§ OEFENTEKST:
**********
John Jongejan: Valentijnsdag

Joyce Huls 18-02-2020 1891 keer bekeken 0 reacties

John Jongejan werkt als ervaringsdeskundige bij een FACT team van GGZ-Breburg en volgt de opleiding tot Sociaal Pedagogisch Hulpverlener. Wat hem in zijn werk beweegt, is dat iedereen ervaringskennis kan gebruiken voor zijn eigen proces. Klik hier voor meer informatie over John.

Op 14 februari 1993 werd ik in Amsterdam diep in de nacht met een ambulance weggebracht naar een crisisafdeling. Ik kreeg een bed en er was een verpleegkundige die me slaaptabletten gaf. Maar zijn aanwezigheid maakte me al rustig. Ik nam de slaaptabletten in. Ik weet nog dat ik zei: “Eindelijk rust.” Ik viel in slaap en werd wakker op een hard bed in een isoleer van het psychiatrisch ziekenhuis in Santpoort-Zuid. Na verloop van tijd kwamen er verpleegkundigen en de psychiater binnen. Ze vroegen naar mijn naam en adres. Ik antwoordde helder maar gaf aan uit deze cel te willen. Hier was men het niet mee eens en men overmande mij en gaf me een spuit in mijn bil. Ik was zo eenzaam, maar zij gingen weer weg. Daar lag ik weer, alleen met niets dan een scheurhemd aan. Het voelde koud en kil in mij, als een woestijn in vrieskou.

Het was niet toevallig dat ik op Valentijnsdag was opgenomen, immers liefdesverdriet had bij mij de emmer met ellende doen overlopen. De jaren ervoor waren moeizaam en slopend geweest, heen en weer geslingerd tussen Zeeland en de grote stad Amsterdam. Het was vechten tot ik niet meer kon. In Zeeland en ook in Amsterdam kon ik niet die veilige warme pek vinden die ik zo nodig had. Ik had op het laatst geen vaste woon of verblijfplaats, geen geld of baan en ook geen zelfvertrouwen meer. Iedereen stuurde me weg. Ze wisten niet hoe met mij om te gaan. Het was ook een wereld van verschil met hoe ik eerst was: altijd vrolijk, sociaal en vriendelijk en nu ineens teruggetrokken en stil.

In de kliniek was ik mezelf echt kwijt. Alles deed pijn en alles leek uitzichtloos, daar in die separeer cel. Dit voelde niet als hulp en ik werd teruggeworpen op mezelf. En er kwam een groter probleem bij, door het verblijf in die cel: ik kreeg het idee dat ik afwijkend was en minderwaardig. Deze manier van mij behandelen moest toch een reden hebben? Was ik een crimineel of verkrachter? Ik prakkiseerde daarover tijdens heldere momenten.
**********
Regels uit een verzameling
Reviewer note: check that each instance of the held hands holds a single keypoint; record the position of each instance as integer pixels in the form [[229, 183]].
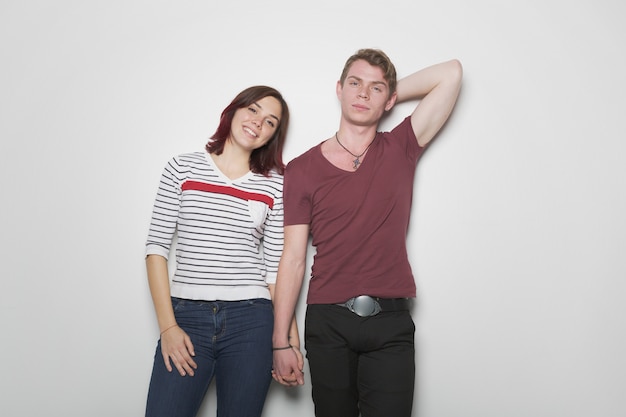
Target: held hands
[[176, 347], [288, 366]]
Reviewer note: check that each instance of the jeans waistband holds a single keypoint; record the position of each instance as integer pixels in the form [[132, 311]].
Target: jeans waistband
[[366, 306]]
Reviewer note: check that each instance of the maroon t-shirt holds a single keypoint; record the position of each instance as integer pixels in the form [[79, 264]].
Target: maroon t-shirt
[[358, 220]]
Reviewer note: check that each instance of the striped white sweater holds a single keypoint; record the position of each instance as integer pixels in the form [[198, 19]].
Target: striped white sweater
[[229, 232]]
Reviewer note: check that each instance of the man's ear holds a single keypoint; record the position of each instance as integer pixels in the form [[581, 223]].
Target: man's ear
[[391, 102]]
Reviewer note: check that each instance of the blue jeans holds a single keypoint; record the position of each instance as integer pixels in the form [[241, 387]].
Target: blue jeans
[[233, 343], [360, 365]]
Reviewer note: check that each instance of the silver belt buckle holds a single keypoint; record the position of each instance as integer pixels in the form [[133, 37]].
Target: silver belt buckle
[[363, 306]]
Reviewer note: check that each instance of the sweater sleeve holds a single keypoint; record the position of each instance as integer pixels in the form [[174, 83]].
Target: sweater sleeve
[[165, 211], [273, 238]]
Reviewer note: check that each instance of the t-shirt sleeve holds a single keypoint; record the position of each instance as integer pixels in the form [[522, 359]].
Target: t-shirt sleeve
[[296, 198]]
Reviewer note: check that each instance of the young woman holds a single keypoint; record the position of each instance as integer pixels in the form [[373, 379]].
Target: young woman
**********
§ OEFENINGEN:
#1 Vat de oefentekst samen in twee zinnen.
#2 Welke opleiding volgt John Jongejan volgens de oefentekst?

§ ANTWOORDEN:
#1 Op 14 februari 1993 werd John Jongejan in Amsterdam met een ambulance naar een crisisafdeling gebracht, waarna hij wakker werd in een isoleer van het psychiatrisch ziekenhuis in Santpoort-Zuid. Liefdesverdriet had na moeizame jaren tussen Zeeland en Amsterdam de emmer doen overlopen, en door het verblijf in de cel kreeg hij het idee dat hij afwijkend en minderwaardig was.

#2 De opleiding tot Sociaal Pedagogisch Hulpverlener.